*Given passage*:
⁂
The results from the new studies confirm the Neanderthal’s humanity, and show that their genomes and ours are more than 99.5 percent identical, differing by only about 3 million bases.

"This is a drop in the bucket if you consider that the human genome is 3 billion bases," said Edward Rubin of the Lawrence Berkeley National Laboratory, who led one of the research teams.

For comparison, the genomes of chimpanzees, our closest living relatives, differ from humans by about 30 million to 50 million base pairs.

The findings also appear to refute speculations by some scientists that Neanderthals and humans interbred in more recent times. "We see no evidence of mixing 30,000 to 40,000 years ago in Europe," Rubin said. "We don’t exclude it, but from the data that we have, we have no evidence that pages were ripped from one genome and put in the other."

Ruling out contamination

One of the biggest challenges in sequencing Neanderthal DNA is finding a bone sample that hasn’t been too contaminated by human handling. Fortunately, the femur fragment used in the studies was relatively small and uninteresting, causing it to be largely overlooked.

The femur "was thrown in a big box of uninformative bones and not handled very much," said Svante Paabo of the Max Planck Institute for Evolutionary Anthropology in Germany, leader of the other sequencing project. "Whereas more interesting bones—where you can study the muscle attachment and the morphology of Neanderthals—had been extensively cleaned and handled and thus tend to be much more contaminated."

The researchers also relied on other clues, such as chemical damage unique to ancient DNA, to help verify that the genetic material was indeed Neanderthal. "One of the crucial things is that we feel confident that the DNA we have, which we’re calling Neanderthal, is truly Neanderthal," Rubin said.

New advances

The success of the two team’s sequencing projects were made possible by recent advances in DNA sequencing technology, which now allow scientists to sequence DNA over 100 times faster than in the past.
⁂
*Exercise data*:
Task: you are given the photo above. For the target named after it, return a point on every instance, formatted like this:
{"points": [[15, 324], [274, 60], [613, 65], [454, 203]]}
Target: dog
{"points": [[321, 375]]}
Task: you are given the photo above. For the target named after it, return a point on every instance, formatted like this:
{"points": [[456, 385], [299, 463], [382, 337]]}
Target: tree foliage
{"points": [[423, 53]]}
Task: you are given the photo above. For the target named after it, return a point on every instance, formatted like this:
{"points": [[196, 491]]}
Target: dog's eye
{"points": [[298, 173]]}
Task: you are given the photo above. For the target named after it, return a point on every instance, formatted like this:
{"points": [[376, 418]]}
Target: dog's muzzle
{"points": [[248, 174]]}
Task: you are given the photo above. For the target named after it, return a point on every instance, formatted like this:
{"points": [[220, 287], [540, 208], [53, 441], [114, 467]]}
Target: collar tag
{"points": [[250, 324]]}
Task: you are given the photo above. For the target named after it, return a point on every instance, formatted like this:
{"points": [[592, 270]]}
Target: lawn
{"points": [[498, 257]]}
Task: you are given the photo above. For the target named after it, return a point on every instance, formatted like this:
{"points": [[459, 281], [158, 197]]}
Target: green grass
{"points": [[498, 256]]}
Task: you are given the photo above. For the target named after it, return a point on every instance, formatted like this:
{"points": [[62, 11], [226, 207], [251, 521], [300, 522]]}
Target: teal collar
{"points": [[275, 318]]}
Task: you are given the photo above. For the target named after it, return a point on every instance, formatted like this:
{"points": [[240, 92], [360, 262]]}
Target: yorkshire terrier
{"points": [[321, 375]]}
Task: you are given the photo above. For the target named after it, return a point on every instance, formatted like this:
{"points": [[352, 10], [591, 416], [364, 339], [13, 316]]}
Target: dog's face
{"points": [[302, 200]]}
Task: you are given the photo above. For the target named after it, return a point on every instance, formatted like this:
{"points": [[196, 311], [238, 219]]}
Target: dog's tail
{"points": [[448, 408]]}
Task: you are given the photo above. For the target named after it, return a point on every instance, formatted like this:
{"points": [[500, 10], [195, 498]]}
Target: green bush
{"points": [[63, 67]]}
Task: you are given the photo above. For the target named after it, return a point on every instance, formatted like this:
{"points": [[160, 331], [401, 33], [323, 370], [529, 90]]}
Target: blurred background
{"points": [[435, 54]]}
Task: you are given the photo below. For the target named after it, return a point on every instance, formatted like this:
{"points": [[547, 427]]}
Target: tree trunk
⁂
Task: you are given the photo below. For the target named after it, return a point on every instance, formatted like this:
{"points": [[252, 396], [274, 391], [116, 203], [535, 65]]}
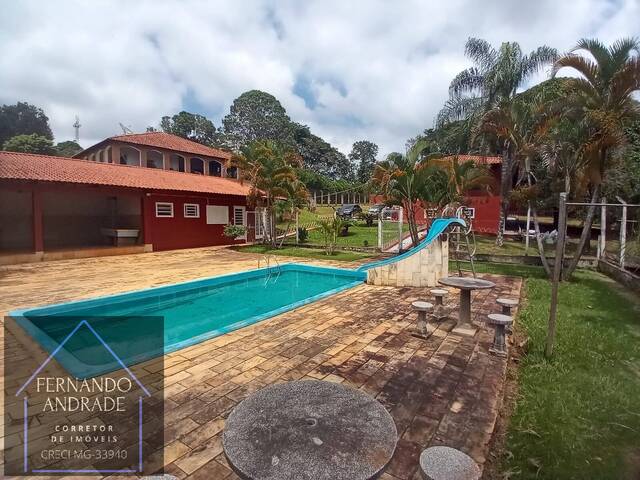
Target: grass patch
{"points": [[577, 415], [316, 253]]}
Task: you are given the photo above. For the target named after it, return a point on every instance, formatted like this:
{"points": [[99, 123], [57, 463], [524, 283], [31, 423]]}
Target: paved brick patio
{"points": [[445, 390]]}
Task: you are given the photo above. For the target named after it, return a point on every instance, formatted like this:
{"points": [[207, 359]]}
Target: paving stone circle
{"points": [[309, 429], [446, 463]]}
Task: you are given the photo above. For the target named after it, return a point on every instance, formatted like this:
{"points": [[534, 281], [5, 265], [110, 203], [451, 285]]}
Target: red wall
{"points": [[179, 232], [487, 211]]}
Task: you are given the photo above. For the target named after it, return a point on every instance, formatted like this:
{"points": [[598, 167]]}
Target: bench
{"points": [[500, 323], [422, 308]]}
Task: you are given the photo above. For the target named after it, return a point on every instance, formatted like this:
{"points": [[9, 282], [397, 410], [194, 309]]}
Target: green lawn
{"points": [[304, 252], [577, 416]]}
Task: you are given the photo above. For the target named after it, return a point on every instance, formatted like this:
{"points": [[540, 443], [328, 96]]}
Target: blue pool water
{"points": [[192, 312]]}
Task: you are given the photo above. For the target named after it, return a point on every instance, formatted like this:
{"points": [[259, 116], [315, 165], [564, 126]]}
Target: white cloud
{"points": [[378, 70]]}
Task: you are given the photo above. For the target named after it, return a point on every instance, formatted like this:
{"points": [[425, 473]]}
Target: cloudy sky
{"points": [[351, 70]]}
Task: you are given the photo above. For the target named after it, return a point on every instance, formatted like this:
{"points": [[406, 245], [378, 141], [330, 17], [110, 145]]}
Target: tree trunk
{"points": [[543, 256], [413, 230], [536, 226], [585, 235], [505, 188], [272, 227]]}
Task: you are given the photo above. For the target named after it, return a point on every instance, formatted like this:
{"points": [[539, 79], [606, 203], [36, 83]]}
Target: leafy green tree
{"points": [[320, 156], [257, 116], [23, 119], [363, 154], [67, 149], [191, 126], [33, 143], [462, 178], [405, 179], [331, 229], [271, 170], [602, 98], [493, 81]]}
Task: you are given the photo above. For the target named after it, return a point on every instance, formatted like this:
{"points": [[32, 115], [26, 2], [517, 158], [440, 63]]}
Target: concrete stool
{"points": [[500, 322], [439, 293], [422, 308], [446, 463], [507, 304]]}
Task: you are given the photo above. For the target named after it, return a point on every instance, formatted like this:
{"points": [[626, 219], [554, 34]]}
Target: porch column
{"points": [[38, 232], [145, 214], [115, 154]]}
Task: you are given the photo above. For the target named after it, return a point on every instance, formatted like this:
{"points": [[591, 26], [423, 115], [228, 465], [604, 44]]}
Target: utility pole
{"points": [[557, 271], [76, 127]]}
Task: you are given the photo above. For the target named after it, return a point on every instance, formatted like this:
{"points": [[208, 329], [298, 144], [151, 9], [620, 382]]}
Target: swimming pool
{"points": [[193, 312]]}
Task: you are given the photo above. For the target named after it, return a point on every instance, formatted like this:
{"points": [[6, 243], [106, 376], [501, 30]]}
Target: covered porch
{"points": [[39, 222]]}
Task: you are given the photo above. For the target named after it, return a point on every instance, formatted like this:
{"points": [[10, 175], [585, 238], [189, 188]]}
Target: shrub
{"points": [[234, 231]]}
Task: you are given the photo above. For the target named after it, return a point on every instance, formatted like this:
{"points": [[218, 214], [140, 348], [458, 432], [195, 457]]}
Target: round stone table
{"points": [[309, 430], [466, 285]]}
⁂
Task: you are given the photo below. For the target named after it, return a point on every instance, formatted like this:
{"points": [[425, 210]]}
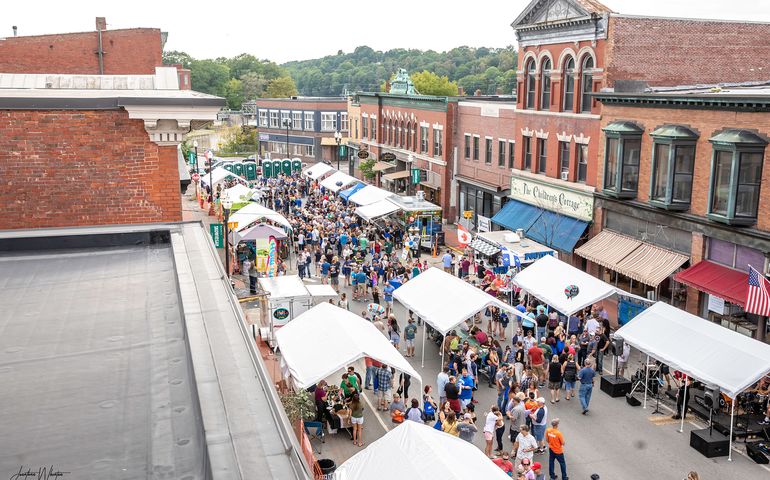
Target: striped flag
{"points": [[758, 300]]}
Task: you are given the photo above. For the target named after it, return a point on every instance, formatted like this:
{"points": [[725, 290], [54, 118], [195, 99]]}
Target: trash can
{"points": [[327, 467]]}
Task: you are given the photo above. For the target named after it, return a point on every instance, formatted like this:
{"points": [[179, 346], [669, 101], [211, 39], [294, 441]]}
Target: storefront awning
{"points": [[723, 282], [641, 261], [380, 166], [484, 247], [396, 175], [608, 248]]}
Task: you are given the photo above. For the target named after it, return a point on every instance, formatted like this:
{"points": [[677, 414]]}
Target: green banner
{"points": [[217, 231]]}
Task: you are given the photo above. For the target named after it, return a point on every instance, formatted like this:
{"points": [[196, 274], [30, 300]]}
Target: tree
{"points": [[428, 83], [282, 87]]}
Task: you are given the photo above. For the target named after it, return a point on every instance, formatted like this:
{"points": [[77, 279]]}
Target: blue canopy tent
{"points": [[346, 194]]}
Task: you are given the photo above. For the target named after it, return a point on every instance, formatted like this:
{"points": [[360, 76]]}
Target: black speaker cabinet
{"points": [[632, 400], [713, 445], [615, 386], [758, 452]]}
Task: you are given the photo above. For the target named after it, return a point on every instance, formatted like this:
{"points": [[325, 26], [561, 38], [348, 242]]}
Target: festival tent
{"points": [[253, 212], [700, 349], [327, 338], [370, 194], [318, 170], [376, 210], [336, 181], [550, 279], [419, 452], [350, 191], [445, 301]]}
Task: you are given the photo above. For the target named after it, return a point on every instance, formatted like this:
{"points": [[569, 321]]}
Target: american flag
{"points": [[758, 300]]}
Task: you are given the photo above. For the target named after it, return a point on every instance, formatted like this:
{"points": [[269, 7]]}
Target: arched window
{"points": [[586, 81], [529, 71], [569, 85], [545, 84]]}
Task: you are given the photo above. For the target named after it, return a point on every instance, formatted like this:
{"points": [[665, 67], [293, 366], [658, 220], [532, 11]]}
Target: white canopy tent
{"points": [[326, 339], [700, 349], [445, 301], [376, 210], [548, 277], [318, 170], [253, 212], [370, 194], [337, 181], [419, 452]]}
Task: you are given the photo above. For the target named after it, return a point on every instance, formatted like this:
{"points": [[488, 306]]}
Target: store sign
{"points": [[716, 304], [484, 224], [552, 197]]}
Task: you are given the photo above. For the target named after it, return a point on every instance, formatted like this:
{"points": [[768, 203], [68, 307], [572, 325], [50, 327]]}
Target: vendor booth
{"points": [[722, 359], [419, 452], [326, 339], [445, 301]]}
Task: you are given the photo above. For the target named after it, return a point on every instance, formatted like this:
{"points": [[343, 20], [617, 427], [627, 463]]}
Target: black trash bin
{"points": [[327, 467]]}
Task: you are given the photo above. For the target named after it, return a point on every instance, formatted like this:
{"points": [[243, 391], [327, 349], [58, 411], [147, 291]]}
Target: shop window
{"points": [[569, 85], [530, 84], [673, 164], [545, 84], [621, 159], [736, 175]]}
⁂
*What you are asked to do*: According to the Neanderthal genome passage, why was the femur fragment used in the studies less contaminated than other Neanderthal bones? Answer in one to three sentences.

*Reply to the exercise*: The femur fragment was relatively small and uninteresting, so it was thrown in a big box of uninformative bones and was not handled very much. More interesting bones, which can be used to study muscle attachment and Neanderthal morphology, had been extensively cleaned and handled and so tend to be much more contaminated.